Qué hacer.
a) Indique si cada afirmación concuerda con el fragmento sobre el sistema monetario internacional y responda sí o no, citando literalmente las palabras del fragmento que lo deciden: (i) Inglaterra está dentro del euro. (ii) La internacionalización del crédito puede ser instituida por cualquier organismo nacional. (iii) Los planes anteriores al colapso de Bretton Woods buscaban la internacionalización de las ventajas del sistema.
b) Según el fragmento sobre el sistema monetario internacional, ¿a qué debería reemplazar una moneda fiduciaria internacional?
c) Traduzca al inglés esta oración del fragmento sobre el sistema monetario internacional: "Ahí se encontraba y encuentra el límite de todos estos planes."

Texto proporcionado.
En tal caso, el busilis comprende a toda la UE. Pero Inglaterra, que no
está dentro del euro, también se tiró de cabeza a la TINA y Japón hace
como dos décadas que sigue enjabonándose.
En este estado de cosas, la coordinación internacional volvería
posible lo que ahora no es. Vale recordar que antes que Bretton Woods
colapsara, en los diferentes planes para tornar más adecuado el sistema
monetario internacional, tipo Triffin, Keynes, Giscard d’Estaing, etc.,
lo que se buscaba –en última instancia–, de una manera o de otra, era la
internacionalización de las ventajas del sistema, lo que implicaba e
implica la internacionalización del crédito, porque esas ventajas no
pueden ser alcanzadas más que por una moneda fiduciaria internacional
que reemplace al connubio dólar-oro de entonces y al dólar soltero de
ahora. No obstante, la internacionalización del crédito sólo puede ser
instituida por un organismo regulador supranacional difícilmente
digerible por las grandes potencias; antes y ahora. Ahí se encontraba y
encuentra el límite de todos estos planes.

Datos almacenados:
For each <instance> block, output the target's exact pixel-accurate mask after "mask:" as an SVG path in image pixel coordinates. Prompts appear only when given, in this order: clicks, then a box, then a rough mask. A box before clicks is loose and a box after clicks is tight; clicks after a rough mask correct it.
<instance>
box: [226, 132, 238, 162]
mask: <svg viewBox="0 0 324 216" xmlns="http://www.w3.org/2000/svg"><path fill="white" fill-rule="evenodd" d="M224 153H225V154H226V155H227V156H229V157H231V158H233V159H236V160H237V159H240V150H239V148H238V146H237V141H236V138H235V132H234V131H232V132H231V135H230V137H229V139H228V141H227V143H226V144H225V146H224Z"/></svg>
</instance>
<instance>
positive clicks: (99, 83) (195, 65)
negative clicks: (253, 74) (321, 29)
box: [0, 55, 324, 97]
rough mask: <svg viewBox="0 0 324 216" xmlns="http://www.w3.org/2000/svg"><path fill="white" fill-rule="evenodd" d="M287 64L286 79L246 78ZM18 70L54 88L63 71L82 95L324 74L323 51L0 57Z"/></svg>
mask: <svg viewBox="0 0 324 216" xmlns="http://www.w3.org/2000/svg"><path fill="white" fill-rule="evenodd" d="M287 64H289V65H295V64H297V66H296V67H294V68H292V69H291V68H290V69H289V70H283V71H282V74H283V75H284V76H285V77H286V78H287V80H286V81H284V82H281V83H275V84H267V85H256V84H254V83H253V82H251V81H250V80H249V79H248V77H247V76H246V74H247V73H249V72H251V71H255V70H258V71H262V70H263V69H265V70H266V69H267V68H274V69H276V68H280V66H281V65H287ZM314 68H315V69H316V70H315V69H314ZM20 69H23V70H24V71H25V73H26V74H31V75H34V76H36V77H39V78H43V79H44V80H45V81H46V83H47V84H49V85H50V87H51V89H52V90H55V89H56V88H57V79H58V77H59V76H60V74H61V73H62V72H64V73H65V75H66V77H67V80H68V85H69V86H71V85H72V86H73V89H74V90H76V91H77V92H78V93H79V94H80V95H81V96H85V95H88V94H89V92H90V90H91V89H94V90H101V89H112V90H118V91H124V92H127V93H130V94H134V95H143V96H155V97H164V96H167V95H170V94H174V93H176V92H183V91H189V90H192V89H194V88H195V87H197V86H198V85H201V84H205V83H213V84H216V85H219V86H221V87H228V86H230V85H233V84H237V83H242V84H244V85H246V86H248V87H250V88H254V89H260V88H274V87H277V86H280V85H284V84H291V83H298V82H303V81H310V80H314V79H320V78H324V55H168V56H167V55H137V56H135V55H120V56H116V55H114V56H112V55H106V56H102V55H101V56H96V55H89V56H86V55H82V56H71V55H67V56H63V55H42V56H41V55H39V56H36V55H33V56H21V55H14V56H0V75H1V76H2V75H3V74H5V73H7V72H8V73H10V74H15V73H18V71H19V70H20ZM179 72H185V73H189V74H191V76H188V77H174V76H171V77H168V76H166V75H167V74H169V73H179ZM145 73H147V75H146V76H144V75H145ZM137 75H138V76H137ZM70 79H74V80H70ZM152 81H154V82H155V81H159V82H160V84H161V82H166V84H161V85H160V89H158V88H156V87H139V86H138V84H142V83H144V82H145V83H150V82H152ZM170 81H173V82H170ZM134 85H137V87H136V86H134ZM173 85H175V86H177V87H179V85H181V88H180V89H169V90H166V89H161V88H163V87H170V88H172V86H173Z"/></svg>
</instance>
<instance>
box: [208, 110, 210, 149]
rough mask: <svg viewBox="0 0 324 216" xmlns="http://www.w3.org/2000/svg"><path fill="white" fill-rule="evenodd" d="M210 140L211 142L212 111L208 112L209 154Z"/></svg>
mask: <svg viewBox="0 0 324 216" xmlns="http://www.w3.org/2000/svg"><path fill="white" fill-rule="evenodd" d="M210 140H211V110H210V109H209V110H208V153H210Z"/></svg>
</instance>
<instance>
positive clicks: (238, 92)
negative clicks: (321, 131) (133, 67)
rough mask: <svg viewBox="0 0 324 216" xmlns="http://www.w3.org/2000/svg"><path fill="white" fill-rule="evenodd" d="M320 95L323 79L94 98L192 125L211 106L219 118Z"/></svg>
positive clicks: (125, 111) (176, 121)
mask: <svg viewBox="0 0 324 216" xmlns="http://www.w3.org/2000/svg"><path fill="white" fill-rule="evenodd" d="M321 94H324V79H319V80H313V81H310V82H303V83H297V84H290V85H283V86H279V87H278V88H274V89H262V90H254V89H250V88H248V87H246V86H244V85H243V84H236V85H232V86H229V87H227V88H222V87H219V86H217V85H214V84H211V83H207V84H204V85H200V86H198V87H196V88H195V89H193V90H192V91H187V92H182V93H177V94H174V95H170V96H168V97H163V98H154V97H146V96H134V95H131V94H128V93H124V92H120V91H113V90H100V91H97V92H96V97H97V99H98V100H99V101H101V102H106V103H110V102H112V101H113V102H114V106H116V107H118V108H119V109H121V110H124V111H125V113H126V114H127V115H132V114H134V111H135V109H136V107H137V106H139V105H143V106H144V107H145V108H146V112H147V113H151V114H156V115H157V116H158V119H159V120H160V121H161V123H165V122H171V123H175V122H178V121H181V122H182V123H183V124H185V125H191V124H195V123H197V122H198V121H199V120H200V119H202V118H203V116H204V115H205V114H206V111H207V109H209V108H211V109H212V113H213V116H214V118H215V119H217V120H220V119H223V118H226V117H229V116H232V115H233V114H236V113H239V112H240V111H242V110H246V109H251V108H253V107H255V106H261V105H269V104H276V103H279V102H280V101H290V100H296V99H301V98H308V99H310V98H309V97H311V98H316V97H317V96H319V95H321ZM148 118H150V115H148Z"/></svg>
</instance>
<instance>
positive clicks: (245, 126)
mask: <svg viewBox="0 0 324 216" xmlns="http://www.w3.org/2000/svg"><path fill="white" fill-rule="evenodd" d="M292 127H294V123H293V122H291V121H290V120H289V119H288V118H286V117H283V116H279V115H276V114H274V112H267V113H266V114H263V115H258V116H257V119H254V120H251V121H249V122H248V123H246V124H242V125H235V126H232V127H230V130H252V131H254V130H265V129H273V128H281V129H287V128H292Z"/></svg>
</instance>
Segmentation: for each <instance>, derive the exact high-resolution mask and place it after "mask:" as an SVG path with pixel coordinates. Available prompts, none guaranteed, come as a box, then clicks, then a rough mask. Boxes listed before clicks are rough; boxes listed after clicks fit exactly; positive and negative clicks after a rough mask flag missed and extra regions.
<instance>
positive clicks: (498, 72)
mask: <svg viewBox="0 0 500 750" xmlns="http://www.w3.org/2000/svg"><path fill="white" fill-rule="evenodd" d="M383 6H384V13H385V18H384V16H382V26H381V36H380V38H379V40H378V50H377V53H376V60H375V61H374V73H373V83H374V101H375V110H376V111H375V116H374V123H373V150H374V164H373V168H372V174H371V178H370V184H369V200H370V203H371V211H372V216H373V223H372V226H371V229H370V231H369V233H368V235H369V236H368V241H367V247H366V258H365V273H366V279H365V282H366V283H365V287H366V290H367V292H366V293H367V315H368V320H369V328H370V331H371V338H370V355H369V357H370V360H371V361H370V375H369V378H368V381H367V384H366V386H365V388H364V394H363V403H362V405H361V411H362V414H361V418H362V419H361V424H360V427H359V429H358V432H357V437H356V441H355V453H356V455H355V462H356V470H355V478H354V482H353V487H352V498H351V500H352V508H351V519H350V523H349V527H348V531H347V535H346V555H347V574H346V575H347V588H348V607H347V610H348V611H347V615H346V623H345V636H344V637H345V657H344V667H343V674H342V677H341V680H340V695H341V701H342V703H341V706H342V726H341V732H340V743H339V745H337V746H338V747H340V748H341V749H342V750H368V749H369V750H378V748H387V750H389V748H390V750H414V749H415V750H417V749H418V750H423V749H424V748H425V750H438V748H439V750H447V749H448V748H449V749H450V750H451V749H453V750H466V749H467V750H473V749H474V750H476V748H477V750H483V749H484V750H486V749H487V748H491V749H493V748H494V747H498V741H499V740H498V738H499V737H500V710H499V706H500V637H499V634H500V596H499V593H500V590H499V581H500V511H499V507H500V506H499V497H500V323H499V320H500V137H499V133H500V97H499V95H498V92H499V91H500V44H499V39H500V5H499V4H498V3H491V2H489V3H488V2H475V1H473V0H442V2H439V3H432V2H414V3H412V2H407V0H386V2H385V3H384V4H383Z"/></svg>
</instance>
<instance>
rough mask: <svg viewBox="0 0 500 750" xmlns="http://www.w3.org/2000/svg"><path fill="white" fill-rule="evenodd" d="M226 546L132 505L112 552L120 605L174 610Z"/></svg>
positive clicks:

Respuestas.
a)
(i) No: "Inglaterra, que no está dentro del euro".
(ii) No: "la internacionalización del crédito sólo puede ser instituida por un organismo regulador supranacional".
(iii) Sí: "lo que se buscaba –en última instancia–, de una manera o de otra, era la internacionalización de las ventajas del sistema".

b) Al connubio dólar-oro de entonces y al dólar soltero de ahora.

c) That is where the limit of all these plans lay, and still lies.